====== Page text
There’s something that not many people know about cleaning. Cleaning is one of the most fun activities in the world. People often don’t like cleaning because they either;
- Don’t know how to do it properly, or
- Don’t know how to make it interesting
It can be very easy to get motivated to clean if you know the tricks!
The first step is to make sure you know how to clean well. For example, you might look up on youtube how to organise a drawer in no time, or google how to remove calcium buildup from a shower, or what kind of chemicals are good for a wooden floor. Whichever area seems most daunting or nebulous, start with this area and research how you might go about organising it. Once you have a clear plan of action, you can move on to making the actual cleaning interesting.
- Put on your favorite music
Alternatively, you can find a great podcast or audiobook. You’ll find yourself looking around to do more cleaning just so you can keep listening!
How to get motivated to clean when overwhelmed by mess
We’ve talked about snowballing to build momentum. Snowballing is the best technique to sustain motivation when cleaning your house seems like too big of a task.
A good way to start snowballing is to identify one area where things don’t have a proper home and always pile up. For example, it might be:
- Clothes that you’ve worn but aren’t dirty yet
- Paperwork or mail
- Bags, shoes, and things from the day
If everything has a defined place to be, it’s a lot harder for it to get messy in the first place. But on top of that, organising one of these spaces to be sustainably beautiful from this day onwards is incredibly motivating! You can use the energy from that space to begin picking up other things.
10 ways to stay motivated
- Review your goal daily.
- Keep a photo in sight that reminds you of your goal. Associations are powerful (studies by the brain book).
- Make your goal into a motto. For example, if your goal is to make enough money to pay for your parent’s retirement, your motto might be “work hard for their rest”.
- If you have another person involved in your goal, talk about it before anything else, daily.
- Keep a journal
- Tunnel vision on the good stuff – focus on the parts of a task that you really enjoy. If you don’t enjoy data entry but you do enjoy refining your keyboard technique and beating your personal best for typing speed, focus on that part.
- Decide on milestones and celebrate them.
- Surround yourself with people who celebrate your progress. Never sacrifice your support network for your goals; every investment into creating strong, healthy relationships has a way better cost/benefit ratio than anything else.
- Make sure your other needs are met as far as you can manage. In Maslow’s hierarchy of needs, he theorized that the basics must be met before the higher needs. Before you begin trying to muster up motivation for long term goals, make sure you’re sleeping, eating, exercising, meeting all the fundamental needs of being human before taking on more.
- A quick note – this can occasionally work in reverse, where having long term goals can inspire you to take better care of yourself. Or, in some cases, your goals might be to achieve some of these basic needs, if you’re in an extreme situation.
- Set false deadlines, or don’t. If you know the amount of time a task will probably take, set a false deadline to inspire yourself to use time efficiently. If you’re not sure how much time your task will take, just keep a detailed record of time spent doing the task. Setting a deadline when you’re not sure how much time it will need might end up discouraging you instead – it may take less time than you think, which might encourage you to slack off, or take longer than you think, making you feel discouraged and training you to ignore deadlines.
============
====== Dataset entries
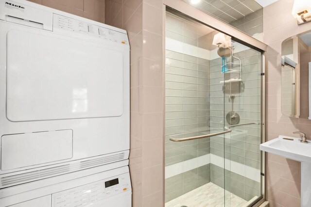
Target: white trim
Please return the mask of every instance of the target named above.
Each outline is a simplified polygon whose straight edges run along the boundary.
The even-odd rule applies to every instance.
[[[209,50],[165,37],[165,49],[191,56],[209,60]]]
[[[207,165],[210,163],[210,154],[165,167],[165,179]]]

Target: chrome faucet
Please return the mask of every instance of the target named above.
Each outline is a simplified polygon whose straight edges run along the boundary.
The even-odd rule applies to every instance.
[[[306,137],[306,134],[303,132],[301,132],[300,131],[294,131],[293,132],[293,134],[299,134],[301,135],[302,135],[301,137],[301,139],[300,140],[300,142],[303,143],[308,143],[308,142],[307,141],[307,137]]]

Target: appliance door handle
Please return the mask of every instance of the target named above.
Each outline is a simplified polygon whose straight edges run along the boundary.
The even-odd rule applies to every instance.
[[[230,133],[231,132],[231,130],[229,128],[225,128],[225,131],[221,131],[220,132],[213,133],[209,134],[206,134],[201,136],[197,136],[196,137],[186,137],[185,138],[175,139],[173,138],[170,138],[170,140],[173,142],[184,142],[188,141],[189,140],[197,140],[198,139],[205,138],[206,137],[213,137],[214,136],[220,135],[221,134],[226,134],[227,133]]]

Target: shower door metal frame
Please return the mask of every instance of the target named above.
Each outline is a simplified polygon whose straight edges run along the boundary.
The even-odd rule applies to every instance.
[[[166,8],[168,7],[177,11],[183,14],[186,16],[191,18],[195,21],[201,23],[211,28],[216,31],[224,33],[231,37],[232,40],[249,48],[254,49],[261,53],[261,140],[263,143],[266,141],[265,139],[265,123],[266,123],[266,85],[265,85],[265,70],[267,68],[267,63],[266,62],[266,55],[267,46],[260,41],[255,39],[240,30],[234,28],[222,21],[219,20],[215,17],[204,13],[202,11],[199,10],[190,4],[187,3],[183,0],[163,0],[163,28],[165,28],[165,13]],[[194,14],[195,16],[191,16]],[[208,16],[208,18],[207,18]],[[165,45],[165,30],[163,31],[163,45]],[[163,54],[163,60],[165,60],[165,55]],[[163,66],[165,67],[163,63]],[[165,73],[163,73],[163,76],[165,77]],[[165,86],[165,81],[163,81],[163,85]],[[165,88],[165,87],[164,87]],[[165,94],[164,95],[165,96]],[[165,99],[163,101],[163,108],[165,109]],[[165,110],[164,111],[165,111]],[[165,113],[165,112],[164,112]],[[165,120],[165,114],[163,116],[163,119]],[[253,123],[252,123],[253,124]],[[228,133],[228,132],[227,132]],[[163,144],[165,144],[165,143]],[[164,147],[165,146],[163,145]],[[165,153],[165,151],[164,152]],[[165,157],[165,154],[164,155]],[[266,197],[266,188],[265,188],[265,166],[266,160],[265,159],[265,153],[260,151],[260,174],[261,174],[261,196],[254,201],[248,207],[258,207],[265,201]],[[163,159],[165,163],[165,158]],[[165,168],[163,168],[163,173],[165,173]],[[163,174],[164,175],[164,174]],[[165,180],[163,179],[163,186],[165,186]],[[165,191],[163,191],[163,204],[165,205]]]

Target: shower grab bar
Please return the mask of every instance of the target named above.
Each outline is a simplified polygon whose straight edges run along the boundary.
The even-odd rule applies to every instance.
[[[196,137],[186,137],[185,138],[175,139],[173,138],[170,138],[170,140],[173,142],[184,142],[188,141],[189,140],[197,140],[198,139],[205,138],[206,137],[213,137],[214,136],[220,135],[221,134],[226,134],[227,133],[230,133],[231,132],[231,130],[229,128],[225,128],[225,131],[221,131],[220,132],[213,133],[209,134],[206,134],[204,135],[197,136]]]
[[[258,123],[258,122],[251,122],[251,123],[249,123],[240,124],[237,124],[237,125],[230,125],[230,126],[228,126],[227,127],[225,127],[225,128],[230,128],[231,127],[240,127],[240,126],[242,126],[250,125],[252,125],[252,124],[257,124],[257,125],[259,125],[260,124]]]

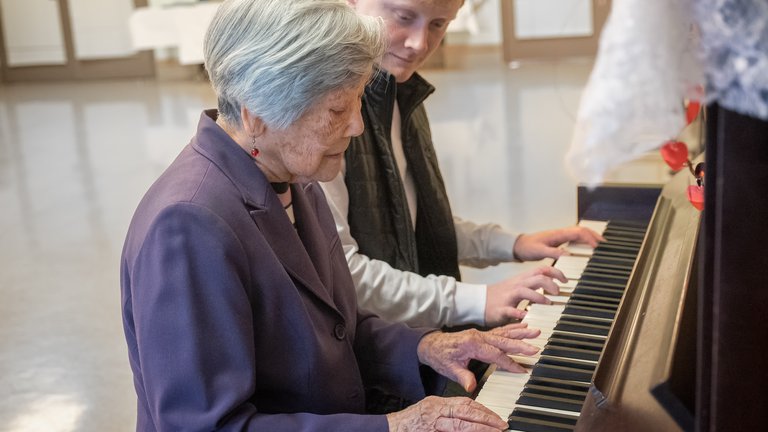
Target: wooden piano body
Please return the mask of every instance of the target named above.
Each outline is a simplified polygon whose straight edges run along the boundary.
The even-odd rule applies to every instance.
[[[768,122],[707,119],[704,212],[688,172],[579,195],[580,220],[650,223],[574,430],[768,430]]]
[[[705,211],[665,186],[576,430],[768,430],[768,122],[707,109]]]

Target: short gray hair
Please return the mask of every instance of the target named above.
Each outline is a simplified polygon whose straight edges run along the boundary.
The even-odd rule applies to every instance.
[[[226,0],[203,50],[227,124],[241,128],[244,105],[283,129],[329,91],[370,77],[386,32],[346,0]]]

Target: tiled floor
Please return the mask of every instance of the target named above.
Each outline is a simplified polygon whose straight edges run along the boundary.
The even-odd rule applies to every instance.
[[[427,108],[454,212],[521,231],[574,223],[562,159],[591,64],[510,70],[498,58],[424,71],[438,88]],[[134,430],[123,237],[214,103],[205,82],[0,85],[0,431]],[[625,173],[654,181],[657,162]]]

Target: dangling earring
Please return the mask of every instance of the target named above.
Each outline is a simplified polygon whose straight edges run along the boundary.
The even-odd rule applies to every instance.
[[[251,156],[256,159],[259,155],[259,149],[256,148],[256,137],[251,137]]]

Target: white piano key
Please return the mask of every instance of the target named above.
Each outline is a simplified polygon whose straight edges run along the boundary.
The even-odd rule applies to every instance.
[[[555,268],[563,272],[568,279],[579,279],[588,263],[589,257],[565,255],[557,259]]]
[[[598,234],[603,235],[605,229],[608,227],[608,222],[582,219],[579,221],[579,226],[589,228],[592,231],[596,231]]]
[[[571,296],[563,296],[563,295],[549,295],[546,294],[544,297],[548,298],[549,301],[551,301],[554,304],[565,304],[568,302],[568,299],[571,298]]]
[[[608,222],[606,221],[595,221],[595,220],[582,220],[579,222],[579,226],[589,228],[598,234],[602,235],[605,232],[605,228],[608,226]],[[595,249],[586,244],[586,243],[576,243],[576,242],[569,242],[566,243],[563,246],[563,249],[568,251],[571,255],[576,256],[587,256],[591,257]]]
[[[607,222],[581,221],[579,225],[586,226],[602,234],[605,232]],[[549,341],[554,334],[554,328],[558,325],[558,322],[564,318],[569,317],[564,313],[565,303],[570,301],[570,296],[568,294],[574,291],[576,285],[578,284],[579,278],[581,277],[581,274],[589,263],[590,255],[593,252],[590,247],[583,244],[567,245],[567,247],[572,247],[572,249],[569,250],[571,255],[560,257],[555,263],[555,267],[560,269],[569,280],[565,283],[555,281],[555,283],[557,283],[558,287],[560,288],[560,294],[556,296],[547,295],[547,297],[553,301],[553,304],[529,304],[526,306],[521,306],[521,308],[525,308],[527,311],[526,316],[523,318],[522,322],[528,324],[530,328],[536,328],[540,330],[539,336],[533,339],[526,339],[526,343],[539,348],[540,351],[531,356],[511,355],[510,358],[518,364],[530,368],[531,370],[533,367],[535,367],[536,364],[538,364],[539,361],[541,361],[543,357],[541,353],[547,344],[549,344]],[[579,315],[576,314],[576,316],[578,317]],[[601,340],[604,341],[606,339],[605,336],[582,334],[573,331],[559,330],[558,332],[564,335],[586,337],[588,340],[595,342],[599,342]],[[568,357],[552,355],[547,355],[544,357],[550,359],[562,359],[568,362],[575,362],[585,365],[597,364],[595,361],[572,359]],[[579,412],[576,411],[543,408],[526,405],[524,403],[518,404],[517,400],[520,398],[520,394],[524,391],[525,386],[529,380],[530,370],[525,374],[512,374],[510,372],[497,369],[489,375],[486,383],[478,394],[477,401],[488,406],[502,418],[509,416],[516,408],[578,418]],[[574,384],[575,383],[576,382],[574,382]],[[584,382],[582,384],[588,383]]]

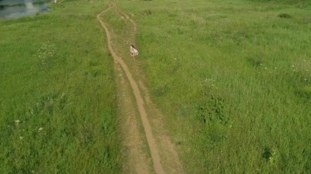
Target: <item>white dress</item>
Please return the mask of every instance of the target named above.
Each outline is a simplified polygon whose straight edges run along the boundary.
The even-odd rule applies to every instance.
[[[129,48],[129,51],[130,51],[131,54],[133,54],[135,55],[138,55],[139,54],[138,51],[131,46]]]

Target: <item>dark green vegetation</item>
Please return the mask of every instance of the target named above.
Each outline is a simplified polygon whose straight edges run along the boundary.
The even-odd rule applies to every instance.
[[[311,172],[311,6],[280,2],[117,1],[189,173]]]
[[[0,173],[119,173],[104,1],[0,21]]]

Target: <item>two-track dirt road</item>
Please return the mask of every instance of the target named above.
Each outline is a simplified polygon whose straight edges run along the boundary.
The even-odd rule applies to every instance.
[[[165,127],[165,115],[149,97],[139,60],[130,56],[129,46],[135,43],[137,24],[113,1],[107,3],[108,7],[97,18],[106,33],[108,48],[115,62],[125,147],[124,172],[183,173],[176,147]],[[107,12],[113,12],[124,22],[125,27],[122,30],[122,37],[113,32],[113,26],[105,22],[104,15]]]

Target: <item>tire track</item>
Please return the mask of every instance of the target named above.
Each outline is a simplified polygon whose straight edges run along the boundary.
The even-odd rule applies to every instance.
[[[120,17],[120,18],[122,20],[127,21],[126,22],[124,21],[124,22],[127,23],[126,23],[126,25],[127,25],[127,26],[128,26],[128,24],[131,25],[131,27],[130,27],[132,28],[131,30],[132,30],[132,32],[129,33],[129,35],[127,35],[130,36],[126,37],[126,38],[123,38],[123,44],[124,42],[126,44],[131,40],[132,43],[135,43],[134,40],[137,31],[137,24],[129,16],[119,9],[114,2],[110,1],[108,1],[108,2],[109,3],[109,7],[99,13],[97,15],[97,18],[106,32],[108,47],[112,55],[114,57],[115,61],[120,64],[125,73],[127,80],[129,82],[131,90],[134,94],[136,104],[139,111],[142,126],[145,132],[145,135],[149,146],[153,168],[157,173],[164,173],[164,171],[166,171],[167,173],[183,173],[182,165],[180,163],[177,152],[175,150],[175,147],[173,143],[172,143],[170,138],[168,135],[168,134],[165,131],[165,129],[163,123],[163,121],[165,120],[165,117],[161,112],[157,106],[152,103],[149,97],[148,89],[145,87],[142,81],[141,80],[142,79],[144,79],[142,71],[141,71],[139,68],[135,68],[135,67],[139,66],[140,64],[138,63],[138,61],[135,60],[135,59],[133,60],[135,60],[133,61],[134,65],[132,65],[132,63],[130,64],[131,65],[131,67],[131,67],[132,69],[134,68],[134,70],[135,70],[135,71],[136,72],[136,73],[135,73],[136,76],[137,76],[137,74],[143,74],[139,75],[140,77],[139,77],[139,79],[137,81],[139,82],[139,83],[138,84],[139,85],[138,85],[138,83],[133,78],[133,76],[132,75],[132,74],[131,74],[126,64],[121,56],[118,55],[115,50],[113,49],[113,46],[112,45],[112,34],[109,33],[108,28],[103,21],[103,19],[101,18],[101,16],[109,10],[113,10],[114,12],[116,12]],[[118,44],[117,46],[118,46]],[[120,47],[118,46],[116,47]],[[117,50],[120,51],[120,50],[123,49],[122,47],[120,47],[120,48],[119,50],[118,49],[117,49]],[[123,54],[123,52],[122,53],[121,53],[120,55],[124,55],[125,56],[125,54]],[[144,98],[142,97],[141,94],[142,92],[144,95]],[[123,97],[126,97],[123,96]],[[144,102],[144,99],[146,102],[146,105],[145,105],[145,103]],[[128,100],[128,99],[123,98],[122,100]],[[121,109],[122,109],[122,108],[121,108]],[[148,114],[149,115],[147,115],[147,114]],[[148,117],[149,119],[151,119],[151,122],[149,122],[148,118]],[[128,122],[127,122],[128,123]],[[150,124],[150,123],[152,124]],[[129,125],[128,123],[126,124],[125,125]],[[153,128],[156,128],[156,129],[151,130],[151,125],[153,125]],[[131,126],[132,127],[132,126]],[[154,134],[153,134],[153,132],[154,132]],[[139,136],[139,135],[138,136]],[[136,150],[136,151],[137,151]],[[145,153],[146,152],[145,152]],[[137,153],[136,153],[136,154],[137,154]],[[135,157],[135,158],[143,159],[143,158],[142,158],[141,155],[140,157]],[[132,163],[132,162],[130,162],[131,165],[133,165]],[[142,165],[143,164],[142,164],[141,163],[134,164],[136,166],[136,171],[137,172],[146,172],[147,171],[146,170],[142,170],[139,169],[139,166]],[[165,167],[164,168],[163,166]]]
[[[150,151],[151,154],[151,158],[152,158],[152,162],[153,163],[154,170],[156,170],[157,173],[164,173],[164,171],[163,170],[163,168],[162,167],[161,163],[160,163],[159,151],[156,145],[156,141],[152,133],[151,126],[150,125],[149,121],[148,121],[148,119],[147,118],[147,113],[144,107],[144,101],[140,94],[140,92],[139,91],[139,89],[138,88],[138,86],[137,85],[137,84],[136,84],[136,82],[132,77],[132,75],[129,72],[127,66],[126,65],[126,64],[125,64],[122,57],[118,56],[116,54],[115,50],[113,48],[110,43],[111,38],[110,33],[109,33],[109,31],[105,25],[105,23],[104,23],[104,22],[101,19],[100,17],[102,14],[113,8],[114,7],[115,7],[115,5],[114,3],[111,3],[110,5],[109,5],[110,7],[107,9],[106,9],[100,13],[99,13],[97,15],[97,20],[98,20],[98,21],[99,21],[99,22],[100,22],[102,26],[104,28],[105,31],[106,32],[108,48],[109,49],[109,50],[110,51],[110,52],[112,54],[112,55],[113,56],[115,60],[117,61],[122,67],[122,69],[124,71],[125,75],[126,75],[126,77],[129,81],[130,85],[133,90],[134,96],[136,99],[136,103],[137,106],[138,106],[138,110],[139,111],[142,121],[143,122],[143,126],[144,127],[145,133],[146,134],[146,137],[147,138],[148,144],[149,145]]]

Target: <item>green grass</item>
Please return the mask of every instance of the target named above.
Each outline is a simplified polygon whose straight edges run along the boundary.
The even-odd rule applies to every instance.
[[[311,6],[259,2],[117,1],[190,173],[311,172]]]
[[[95,2],[0,21],[0,173],[120,172],[113,62],[96,19],[105,4]]]

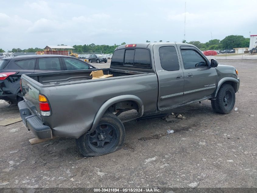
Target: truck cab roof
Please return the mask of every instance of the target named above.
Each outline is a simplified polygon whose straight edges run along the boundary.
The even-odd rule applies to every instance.
[[[179,46],[192,46],[192,45],[189,44],[186,44],[185,43],[180,43],[178,42],[154,42],[153,43],[143,43],[142,44],[124,44],[124,45],[122,45],[117,47],[116,50],[120,49],[124,49],[124,48],[147,48],[149,46],[153,46],[155,44],[167,44],[167,45],[174,45],[175,44],[178,45]],[[129,47],[127,47],[128,45],[132,45],[131,46]],[[133,46],[133,45],[135,45]]]

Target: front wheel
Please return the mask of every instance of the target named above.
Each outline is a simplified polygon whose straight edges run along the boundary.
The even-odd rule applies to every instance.
[[[103,115],[96,130],[76,139],[81,153],[85,157],[98,156],[120,149],[125,138],[125,130],[120,120],[113,113]]]
[[[211,100],[212,109],[216,113],[229,113],[234,108],[235,98],[233,87],[230,84],[223,84],[218,92],[216,100]]]

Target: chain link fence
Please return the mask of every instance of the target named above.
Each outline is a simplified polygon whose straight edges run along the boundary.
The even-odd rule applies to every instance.
[[[202,52],[209,59],[251,59],[252,58],[254,59],[254,57],[255,59],[256,57],[257,59],[256,51],[257,49],[256,48],[242,48],[232,49],[214,50],[217,52],[217,55],[215,52],[202,51]],[[211,53],[211,55],[208,55],[208,53]]]

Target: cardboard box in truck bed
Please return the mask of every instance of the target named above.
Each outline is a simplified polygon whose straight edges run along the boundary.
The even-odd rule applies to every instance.
[[[90,74],[90,76],[92,76],[93,77],[92,79],[97,79],[111,77],[113,75],[112,74],[104,75],[102,70],[100,70],[96,71],[92,71]]]

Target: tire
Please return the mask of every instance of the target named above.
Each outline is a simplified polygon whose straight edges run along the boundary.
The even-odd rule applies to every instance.
[[[84,156],[98,156],[120,149],[125,138],[125,129],[121,121],[108,113],[103,115],[94,132],[84,134],[76,142]]]
[[[223,84],[218,92],[216,100],[211,100],[211,106],[216,113],[227,114],[234,108],[235,98],[233,87],[230,84]]]

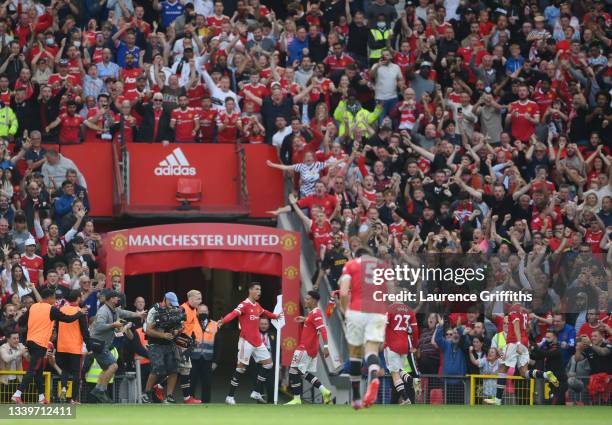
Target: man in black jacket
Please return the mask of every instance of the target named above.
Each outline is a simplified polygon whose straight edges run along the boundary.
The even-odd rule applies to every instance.
[[[140,128],[136,132],[137,142],[162,142],[164,145],[173,141],[170,128],[170,111],[163,106],[164,96],[155,93],[151,103],[144,105],[142,100],[134,106],[136,112],[143,117]]]
[[[558,334],[552,329],[546,331],[546,336],[539,346],[532,347],[529,357],[531,360],[543,360],[544,370],[551,371],[559,380],[559,385],[551,385],[551,404],[565,406],[565,392],[567,391],[567,376],[563,367],[563,356],[559,348]]]

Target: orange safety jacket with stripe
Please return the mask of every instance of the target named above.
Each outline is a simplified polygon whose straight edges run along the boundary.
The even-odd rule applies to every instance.
[[[62,313],[57,307],[44,301],[32,304],[28,312],[26,341],[32,341],[46,350],[53,333],[54,321],[71,323],[82,316],[83,314],[80,312],[80,309],[77,314],[67,315]]]
[[[184,302],[181,307],[185,310],[187,319],[183,324],[183,332],[195,338],[196,342],[202,341],[202,326],[198,320],[198,309],[193,308],[188,302]]]
[[[60,308],[66,315],[72,316],[81,311],[77,305],[67,304]],[[85,327],[87,329],[87,327]],[[59,323],[57,327],[57,352],[69,354],[83,354],[82,325],[79,322]]]

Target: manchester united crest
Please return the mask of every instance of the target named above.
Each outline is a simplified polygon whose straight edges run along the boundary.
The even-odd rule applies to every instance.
============
Reproduce the part of the article on motivation to clean from "- A quick note" up to and including "to ignore deadlines.", word for word.

**Result for this exercise:**
- A quick note – this can occasionally work in reverse, where having long term goals can inspire you to take better care of yourself. Or, in some cases, your goals might be to achieve some of these basic needs, if you’re in an extreme situation.
- Set false deadlines, or don’t. If you know the amount of time a task will probably take, set a false deadline to inspire yourself to use time efficiently. If you’re not sure how much time your task will take, just keep a detailed record of time spent doing the task. Setting a deadline when you’re not sure how much time it will need might end up discouraging you instead – it may take less time than you think, which might encourage you to slack off, or take longer than you think, making you feel discouraged and training you to ignore deadlines.